● **Data to use**:
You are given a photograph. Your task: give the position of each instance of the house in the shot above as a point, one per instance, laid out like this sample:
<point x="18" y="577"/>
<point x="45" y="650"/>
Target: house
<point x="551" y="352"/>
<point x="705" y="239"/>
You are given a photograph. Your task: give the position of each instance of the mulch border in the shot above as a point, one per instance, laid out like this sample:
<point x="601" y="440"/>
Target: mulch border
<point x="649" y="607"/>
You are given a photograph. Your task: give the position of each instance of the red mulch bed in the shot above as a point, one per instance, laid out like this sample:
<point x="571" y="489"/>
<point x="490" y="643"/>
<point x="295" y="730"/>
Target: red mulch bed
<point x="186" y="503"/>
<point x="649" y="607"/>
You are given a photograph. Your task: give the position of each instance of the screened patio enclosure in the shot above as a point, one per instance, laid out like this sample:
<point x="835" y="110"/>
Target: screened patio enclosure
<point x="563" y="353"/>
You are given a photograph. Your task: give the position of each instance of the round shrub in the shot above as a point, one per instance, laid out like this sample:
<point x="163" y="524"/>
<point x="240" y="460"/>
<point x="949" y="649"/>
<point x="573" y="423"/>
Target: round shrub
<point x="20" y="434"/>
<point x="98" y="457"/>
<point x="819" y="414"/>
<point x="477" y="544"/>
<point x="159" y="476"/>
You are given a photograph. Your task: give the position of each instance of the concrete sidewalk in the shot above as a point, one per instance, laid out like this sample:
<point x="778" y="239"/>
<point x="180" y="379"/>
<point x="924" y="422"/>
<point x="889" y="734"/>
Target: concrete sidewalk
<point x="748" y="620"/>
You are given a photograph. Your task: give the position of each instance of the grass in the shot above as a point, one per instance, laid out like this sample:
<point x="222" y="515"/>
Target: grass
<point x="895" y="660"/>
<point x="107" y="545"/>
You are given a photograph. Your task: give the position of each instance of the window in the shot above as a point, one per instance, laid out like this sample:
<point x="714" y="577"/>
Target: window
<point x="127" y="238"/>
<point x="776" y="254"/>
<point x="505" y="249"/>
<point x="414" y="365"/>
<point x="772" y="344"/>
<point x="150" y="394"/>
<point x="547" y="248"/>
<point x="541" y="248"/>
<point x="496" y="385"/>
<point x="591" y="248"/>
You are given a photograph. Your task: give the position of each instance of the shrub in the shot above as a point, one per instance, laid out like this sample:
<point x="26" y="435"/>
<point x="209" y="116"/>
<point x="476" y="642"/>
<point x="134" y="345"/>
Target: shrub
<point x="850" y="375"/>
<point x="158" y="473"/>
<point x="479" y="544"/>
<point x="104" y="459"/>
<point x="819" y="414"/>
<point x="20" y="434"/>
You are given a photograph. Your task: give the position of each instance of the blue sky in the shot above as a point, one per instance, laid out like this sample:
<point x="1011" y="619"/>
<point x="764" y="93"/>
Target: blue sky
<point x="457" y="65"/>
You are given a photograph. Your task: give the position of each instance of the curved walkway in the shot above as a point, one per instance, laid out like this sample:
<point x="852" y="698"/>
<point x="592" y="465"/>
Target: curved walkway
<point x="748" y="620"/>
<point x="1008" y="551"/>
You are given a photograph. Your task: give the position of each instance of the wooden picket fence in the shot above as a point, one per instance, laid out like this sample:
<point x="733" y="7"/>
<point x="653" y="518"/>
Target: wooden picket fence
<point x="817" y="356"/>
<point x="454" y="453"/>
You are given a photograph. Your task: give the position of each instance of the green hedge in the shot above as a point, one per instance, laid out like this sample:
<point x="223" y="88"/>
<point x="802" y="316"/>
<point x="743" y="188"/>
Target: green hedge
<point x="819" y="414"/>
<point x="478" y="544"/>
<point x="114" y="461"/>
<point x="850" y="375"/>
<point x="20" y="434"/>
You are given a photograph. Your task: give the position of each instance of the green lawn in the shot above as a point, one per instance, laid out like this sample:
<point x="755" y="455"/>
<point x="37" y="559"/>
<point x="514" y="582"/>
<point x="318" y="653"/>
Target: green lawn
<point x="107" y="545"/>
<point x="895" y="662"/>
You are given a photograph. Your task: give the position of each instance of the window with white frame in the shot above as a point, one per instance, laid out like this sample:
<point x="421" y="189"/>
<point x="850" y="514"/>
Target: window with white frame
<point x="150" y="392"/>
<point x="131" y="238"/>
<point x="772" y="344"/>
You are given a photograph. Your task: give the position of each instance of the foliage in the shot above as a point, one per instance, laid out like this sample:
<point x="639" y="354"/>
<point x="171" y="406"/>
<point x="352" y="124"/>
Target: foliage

● **What the exercise asks**:
From the records above, extract every entry exactly as given.

● **The solution**:
You are given a photograph. Your task: give the position of each instance of the house in the shot above as a point, one per instance, laid out like this sample:
<point x="18" y="577"/>
<point x="45" y="650"/>
Target: house
<point x="551" y="352"/>
<point x="705" y="239"/>
You are given a photograph. Your task: give the position of each instance of the mulch border in the shot above as a point, one per instance, laid out like this sample:
<point x="601" y="440"/>
Target: mulch border
<point x="649" y="607"/>
You are given a photograph. Your task: give the position of each instance of the red mulch bed in the shot above as a point, one per instance, laid out like this sample:
<point x="571" y="489"/>
<point x="490" y="643"/>
<point x="295" y="730"/>
Target: red mulch bed
<point x="186" y="503"/>
<point x="649" y="607"/>
You are given a photograph. Your task: give the position of each instance of the screened patio enclosure in the shot above as a point, one per instance, laid out like this sample:
<point x="835" y="110"/>
Target: screened patio enclosure
<point x="563" y="353"/>
You are given a photograph. Your task: give the position of each instance of the round shrub in the shot above as a point, one per instance, laid out like this sample:
<point x="163" y="524"/>
<point x="240" y="460"/>
<point x="949" y="649"/>
<point x="573" y="423"/>
Target: round shrub
<point x="20" y="434"/>
<point x="98" y="457"/>
<point x="819" y="414"/>
<point x="477" y="544"/>
<point x="159" y="476"/>
You are given a photograph. Your task: give the position of each instance of the concrete sidewalk in the shot above as a point, one per instance, laid out like this sample:
<point x="778" y="239"/>
<point x="180" y="379"/>
<point x="924" y="422"/>
<point x="889" y="734"/>
Target: concrete sidewalk
<point x="748" y="620"/>
You are given a photograph. Your task: give the position of each instance of the grass in the shot above as a point, one per instance, laid out like this sample:
<point x="222" y="515"/>
Target: grass
<point x="895" y="660"/>
<point x="107" y="545"/>
You are given a photograph. Your task: give the position of each instance of the window in the shot above as a point, one per instance, laid out like this sample:
<point x="714" y="577"/>
Target: window
<point x="127" y="238"/>
<point x="776" y="254"/>
<point x="505" y="249"/>
<point x="414" y="365"/>
<point x="772" y="344"/>
<point x="150" y="394"/>
<point x="547" y="248"/>
<point x="541" y="248"/>
<point x="496" y="385"/>
<point x="591" y="248"/>
You are given a photograph. Your task: give the position of each instance of the shrub in the shot above as a point, one per instance, laid out like this sample:
<point x="26" y="435"/>
<point x="209" y="116"/>
<point x="476" y="642"/>
<point x="134" y="345"/>
Target: shrub
<point x="850" y="375"/>
<point x="158" y="473"/>
<point x="479" y="544"/>
<point x="104" y="459"/>
<point x="819" y="414"/>
<point x="20" y="434"/>
You are given a photograph. Your task: give the position of each instance of the blue sky in the shot above as a point, one per instance, laid out like this sample:
<point x="1011" y="619"/>
<point x="764" y="93"/>
Target: blue sky
<point x="457" y="65"/>
You are given a photograph. Your task: give the position of each instance of the curved walkway in the shot above as a point, one per instance, laid out like this sample:
<point x="852" y="698"/>
<point x="592" y="465"/>
Target: curved walkway
<point x="748" y="620"/>
<point x="1008" y="551"/>
You are given a photograph. Your task: give the position of each instance of the wooden picket fence in the shot above as a point, one per instance, laid out like this sample:
<point x="733" y="7"/>
<point x="653" y="518"/>
Target: wooden picket fence
<point x="817" y="356"/>
<point x="454" y="453"/>
You are given a photograph. Your task: give the position of each instance of the green hedge in the shot above as a point, one per instance, laid out like this sample:
<point x="223" y="88"/>
<point x="802" y="316"/>
<point x="743" y="188"/>
Target: green hedge
<point x="819" y="414"/>
<point x="478" y="544"/>
<point x="114" y="461"/>
<point x="850" y="375"/>
<point x="20" y="434"/>
You are given a photograph. Your task: give the position of each instance of the green lawn in the shot above as a point, one per instance, laid out like this sample:
<point x="755" y="455"/>
<point x="37" y="559"/>
<point x="514" y="582"/>
<point x="318" y="653"/>
Target: green lawn
<point x="107" y="545"/>
<point x="895" y="662"/>
You are given a photograph. Your task: give the position of each instance of the window with white frame in the shot above as a point, one per instance, laid out like this sample:
<point x="421" y="189"/>
<point x="850" y="514"/>
Target: window with white frame
<point x="150" y="392"/>
<point x="131" y="238"/>
<point x="772" y="344"/>
You are given a photograph. Your task: give the position of each instance of the foliage in the shot above as a point, one per instance, laid out like this sample:
<point x="639" y="354"/>
<point x="171" y="406"/>
<point x="352" y="124"/>
Target: foliage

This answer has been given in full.